» **Instructions for the task**:
A verbatim reproduction of every entry is the expected answer.

» **Material for the task**:
++++++

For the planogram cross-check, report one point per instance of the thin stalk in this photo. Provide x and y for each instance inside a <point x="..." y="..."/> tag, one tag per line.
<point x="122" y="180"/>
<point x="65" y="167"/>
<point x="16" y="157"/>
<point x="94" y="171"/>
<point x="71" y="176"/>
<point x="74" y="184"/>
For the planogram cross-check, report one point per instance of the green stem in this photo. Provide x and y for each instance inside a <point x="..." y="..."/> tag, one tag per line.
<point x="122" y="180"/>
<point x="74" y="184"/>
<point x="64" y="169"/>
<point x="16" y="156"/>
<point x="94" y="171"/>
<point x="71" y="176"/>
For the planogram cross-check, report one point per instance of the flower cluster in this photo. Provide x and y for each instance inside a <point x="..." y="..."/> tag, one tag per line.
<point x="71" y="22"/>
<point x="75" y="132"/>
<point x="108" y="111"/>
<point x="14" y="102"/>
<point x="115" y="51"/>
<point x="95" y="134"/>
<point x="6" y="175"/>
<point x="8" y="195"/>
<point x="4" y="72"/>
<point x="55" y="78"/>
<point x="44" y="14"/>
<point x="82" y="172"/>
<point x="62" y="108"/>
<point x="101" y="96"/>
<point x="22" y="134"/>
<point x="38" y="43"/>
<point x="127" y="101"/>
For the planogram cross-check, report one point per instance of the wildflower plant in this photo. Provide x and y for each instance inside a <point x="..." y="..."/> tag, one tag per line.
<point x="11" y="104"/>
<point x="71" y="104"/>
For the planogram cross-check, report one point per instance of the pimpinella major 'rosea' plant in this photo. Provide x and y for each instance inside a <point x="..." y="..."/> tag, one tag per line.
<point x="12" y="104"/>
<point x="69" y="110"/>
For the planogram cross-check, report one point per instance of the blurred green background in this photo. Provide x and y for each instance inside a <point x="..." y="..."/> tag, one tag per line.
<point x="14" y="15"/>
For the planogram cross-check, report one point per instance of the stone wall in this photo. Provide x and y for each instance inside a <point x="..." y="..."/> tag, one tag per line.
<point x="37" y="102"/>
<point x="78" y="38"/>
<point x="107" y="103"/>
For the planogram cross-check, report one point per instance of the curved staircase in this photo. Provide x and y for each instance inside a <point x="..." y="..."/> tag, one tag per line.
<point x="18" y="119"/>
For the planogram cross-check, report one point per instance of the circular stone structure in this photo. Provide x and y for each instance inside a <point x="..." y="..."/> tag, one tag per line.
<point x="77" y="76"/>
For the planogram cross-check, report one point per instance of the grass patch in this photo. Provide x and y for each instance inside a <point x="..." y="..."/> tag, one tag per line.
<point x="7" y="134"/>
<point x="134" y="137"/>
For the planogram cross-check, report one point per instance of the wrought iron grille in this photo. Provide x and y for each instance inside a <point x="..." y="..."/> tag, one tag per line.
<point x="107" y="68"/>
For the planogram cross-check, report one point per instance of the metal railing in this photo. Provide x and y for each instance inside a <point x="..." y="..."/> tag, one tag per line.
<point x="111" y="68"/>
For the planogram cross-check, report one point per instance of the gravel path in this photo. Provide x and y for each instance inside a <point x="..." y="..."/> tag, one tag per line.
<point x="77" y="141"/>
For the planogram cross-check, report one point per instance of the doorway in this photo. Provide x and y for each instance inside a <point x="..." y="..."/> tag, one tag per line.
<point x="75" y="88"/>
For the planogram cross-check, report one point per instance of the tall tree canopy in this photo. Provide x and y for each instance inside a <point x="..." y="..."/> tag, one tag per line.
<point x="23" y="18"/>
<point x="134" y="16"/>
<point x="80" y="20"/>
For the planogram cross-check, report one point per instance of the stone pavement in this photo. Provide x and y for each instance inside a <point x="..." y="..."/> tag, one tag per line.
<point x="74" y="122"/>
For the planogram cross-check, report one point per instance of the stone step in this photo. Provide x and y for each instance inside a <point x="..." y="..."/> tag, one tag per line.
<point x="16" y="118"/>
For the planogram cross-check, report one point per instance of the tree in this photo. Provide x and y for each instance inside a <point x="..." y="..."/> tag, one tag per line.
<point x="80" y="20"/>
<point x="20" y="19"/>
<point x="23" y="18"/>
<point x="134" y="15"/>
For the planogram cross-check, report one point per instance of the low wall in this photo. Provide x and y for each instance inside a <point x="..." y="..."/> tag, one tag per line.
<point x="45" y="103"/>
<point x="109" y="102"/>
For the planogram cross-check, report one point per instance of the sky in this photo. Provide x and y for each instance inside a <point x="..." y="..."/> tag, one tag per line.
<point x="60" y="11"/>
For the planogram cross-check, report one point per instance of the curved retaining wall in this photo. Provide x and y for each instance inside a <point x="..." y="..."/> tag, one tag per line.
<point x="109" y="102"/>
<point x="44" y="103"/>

++++++

» **Exercise output**:
For the planogram cross-check, report one point per instance of the thin stalk in this photo. Provide x and y for each instance inside a <point x="..." y="..."/> tag, one tag per line.
<point x="122" y="180"/>
<point x="65" y="167"/>
<point x="16" y="157"/>
<point x="94" y="171"/>
<point x="71" y="176"/>
<point x="74" y="184"/>
For the planogram cross-check, report one point per instance of the green stem in this photo. Provide x and y for each instance inside a <point x="..." y="..."/> tag, one tag per line.
<point x="122" y="180"/>
<point x="74" y="184"/>
<point x="64" y="169"/>
<point x="16" y="156"/>
<point x="94" y="171"/>
<point x="71" y="176"/>
For the planogram cross-check, report one point per instance of the flower cluster in this photo. Provide x and y for each instance inside a <point x="..." y="..."/> tag, one tag per line.
<point x="71" y="22"/>
<point x="75" y="132"/>
<point x="108" y="111"/>
<point x="14" y="102"/>
<point x="115" y="51"/>
<point x="95" y="134"/>
<point x="6" y="175"/>
<point x="8" y="195"/>
<point x="4" y="72"/>
<point x="55" y="78"/>
<point x="44" y="14"/>
<point x="82" y="172"/>
<point x="62" y="108"/>
<point x="101" y="96"/>
<point x="22" y="134"/>
<point x="38" y="43"/>
<point x="127" y="101"/>
For the planogram cross-check, report one point per instance of the wildflower plant in this photo. Provide x and y for each instance inside a <point x="..." y="..."/> tag, one tag per line.
<point x="11" y="104"/>
<point x="71" y="104"/>
For the planogram cross-check, report one point per instance of the pimpinella major 'rosea' plant in this photo. Provide x and y for each instance inside a <point x="..." y="..."/> tag, one tag per line.
<point x="12" y="104"/>
<point x="69" y="110"/>
For the planogram cross-check, report one point per instance of the blurred green background in this photo. Provide x and y for each instance inside a <point x="..." y="..."/> tag, one tag per line.
<point x="14" y="15"/>
For the planogram cross-check, report one point per instance of the stone wall in this photo. Provide x and y for each instance inside a <point x="..." y="..."/> tag, one tag per line.
<point x="37" y="102"/>
<point x="78" y="38"/>
<point x="107" y="103"/>
For the planogram cross-check, report one point per instance of the curved staircase in this photo. Provide x and y for each instance inside a <point x="..." y="..."/> tag, one tag per line.
<point x="18" y="119"/>
For the planogram cross-check, report one point per instance of the circular stone structure in this photo. Provide x and y for each instance inside a <point x="..." y="..."/> tag, one tag per line.
<point x="77" y="76"/>
For the planogram cross-check, report one point per instance of the grass patch in this photo. Provide x and y for each instance inside a <point x="..." y="..."/> tag, one tag per line.
<point x="7" y="134"/>
<point x="134" y="137"/>
For the planogram cross-check, report one point per instance of the wrought iron grille in this photo. Provide x and y for each instance inside a <point x="..." y="..."/> tag, one tag per line.
<point x="107" y="68"/>
For the planogram cross-check, report one point per instance of the metal railing in this photo. Provide x and y for each instance inside a <point x="..." y="..."/> tag, one tag per line.
<point x="111" y="68"/>
For the planogram cross-check, report one point per instance of the gravel path in this photo. Provide x and y for each instance inside a <point x="..." y="..."/> tag, one tag per line.
<point x="77" y="141"/>
For the planogram cross-check, report one point per instance of the doorway in this photo. Provide x and y for each instance inside a <point x="..." y="..."/> tag, one tag per line.
<point x="75" y="88"/>
For the planogram cross-check, report one point per instance of the tall tree canopy in this photo. Provide x and y for each instance inside a <point x="..." y="..."/> tag, one tag per line.
<point x="23" y="18"/>
<point x="134" y="16"/>
<point x="80" y="20"/>
For the planogram cross-check, report one point per instance of the stone pavement in this photo. Provide x and y for each instance inside a <point x="..." y="..."/> tag, one tag per line.
<point x="74" y="122"/>
For the planogram cross-check, report one point per instance of the stone step in this photo. Provide x and y for each instance inside a <point x="..." y="..."/> tag, one tag per line.
<point x="16" y="118"/>
For the planogram cross-check, report one point per instance of the tree in this photo. Provide x and y for each instance inside a <point x="..." y="..."/> tag, one tag per line.
<point x="80" y="20"/>
<point x="20" y="19"/>
<point x="23" y="18"/>
<point x="134" y="15"/>
For the planogram cross-check, report one point per instance of the low wall in this photo. Provide x and y for each instance inside a <point x="..." y="..."/> tag, one tag per line.
<point x="45" y="103"/>
<point x="109" y="102"/>
For the planogram cross-check, report one point per instance of the sky in this photo. Provide x and y for each instance inside a <point x="..." y="..."/> tag, one tag per line.
<point x="60" y="11"/>
For the planogram cross-check, report one point per instance of the curved retaining wall in this photo. Provide x and y for each instance inside a <point x="..." y="..."/> tag, one tag per line.
<point x="109" y="102"/>
<point x="44" y="103"/>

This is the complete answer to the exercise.